PROMPT: Please quote exactly the lines below from the line containing "Question. The picture above shows the gray background." to the line containing "Question. The picture above shows the blue", both lines included, and nothing else.
+++++
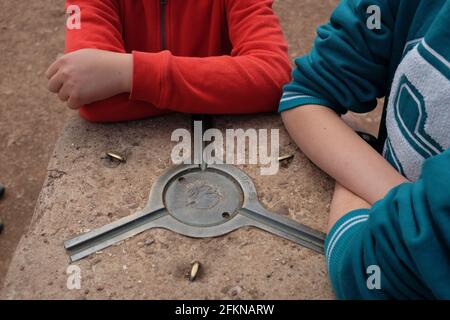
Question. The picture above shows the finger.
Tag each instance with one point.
(56, 83)
(53, 69)
(63, 93)
(73, 103)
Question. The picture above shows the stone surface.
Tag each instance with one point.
(82, 192)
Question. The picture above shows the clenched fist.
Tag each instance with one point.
(88, 75)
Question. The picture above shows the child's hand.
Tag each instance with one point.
(90, 75)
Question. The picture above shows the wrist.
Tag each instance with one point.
(126, 72)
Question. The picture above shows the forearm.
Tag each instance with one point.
(340, 152)
(344, 201)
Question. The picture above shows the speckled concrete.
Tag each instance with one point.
(84, 191)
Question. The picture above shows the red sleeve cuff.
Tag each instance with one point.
(148, 76)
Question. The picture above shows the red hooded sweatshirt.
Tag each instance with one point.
(191, 56)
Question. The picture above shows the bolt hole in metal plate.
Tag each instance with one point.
(203, 198)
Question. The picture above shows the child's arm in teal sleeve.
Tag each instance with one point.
(407, 236)
(347, 68)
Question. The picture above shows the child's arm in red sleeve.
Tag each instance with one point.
(101, 28)
(248, 81)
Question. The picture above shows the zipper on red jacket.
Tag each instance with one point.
(163, 4)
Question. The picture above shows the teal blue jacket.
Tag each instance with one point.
(407, 61)
(406, 235)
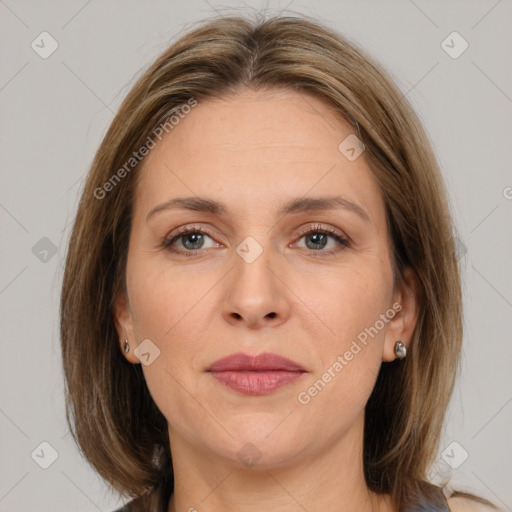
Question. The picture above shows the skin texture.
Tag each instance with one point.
(253, 152)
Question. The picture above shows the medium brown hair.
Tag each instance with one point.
(112, 416)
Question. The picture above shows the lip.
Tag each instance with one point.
(255, 375)
(261, 362)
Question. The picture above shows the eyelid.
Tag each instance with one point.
(172, 237)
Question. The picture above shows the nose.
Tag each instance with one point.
(256, 295)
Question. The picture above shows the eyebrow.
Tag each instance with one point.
(305, 204)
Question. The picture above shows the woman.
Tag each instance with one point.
(261, 305)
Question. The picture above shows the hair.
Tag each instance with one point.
(110, 411)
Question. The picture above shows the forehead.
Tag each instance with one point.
(258, 147)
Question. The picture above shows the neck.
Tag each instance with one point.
(331, 480)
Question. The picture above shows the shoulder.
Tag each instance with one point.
(466, 504)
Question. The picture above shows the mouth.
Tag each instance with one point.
(255, 375)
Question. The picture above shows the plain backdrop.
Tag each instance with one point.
(54, 112)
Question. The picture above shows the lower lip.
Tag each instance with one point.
(256, 383)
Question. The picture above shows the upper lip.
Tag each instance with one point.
(261, 362)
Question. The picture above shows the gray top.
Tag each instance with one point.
(432, 500)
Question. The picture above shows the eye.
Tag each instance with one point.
(317, 239)
(191, 238)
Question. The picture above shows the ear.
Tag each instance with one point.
(401, 327)
(123, 320)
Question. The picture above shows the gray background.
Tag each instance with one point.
(54, 113)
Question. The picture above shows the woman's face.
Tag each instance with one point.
(248, 278)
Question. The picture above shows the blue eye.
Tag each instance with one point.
(192, 240)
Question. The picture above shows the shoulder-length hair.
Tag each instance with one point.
(110, 411)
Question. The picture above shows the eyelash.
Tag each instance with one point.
(169, 240)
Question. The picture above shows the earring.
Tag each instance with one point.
(400, 350)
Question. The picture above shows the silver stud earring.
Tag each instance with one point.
(400, 350)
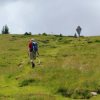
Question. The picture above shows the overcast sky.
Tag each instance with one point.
(51, 16)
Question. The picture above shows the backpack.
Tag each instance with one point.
(35, 46)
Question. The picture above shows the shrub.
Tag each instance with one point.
(45, 34)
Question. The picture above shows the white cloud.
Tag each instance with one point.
(57, 16)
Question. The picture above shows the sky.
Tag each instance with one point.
(51, 16)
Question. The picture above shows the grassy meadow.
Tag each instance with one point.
+++++
RESPONSE FOR THIS EXERCISE:
Question. The picture above shows the gray background.
Tag each instance with one point.
(54, 113)
Question. The picture above shows the woman's face.
Tag each instance with one point.
(248, 278)
Question. The picture above shows the blue eye.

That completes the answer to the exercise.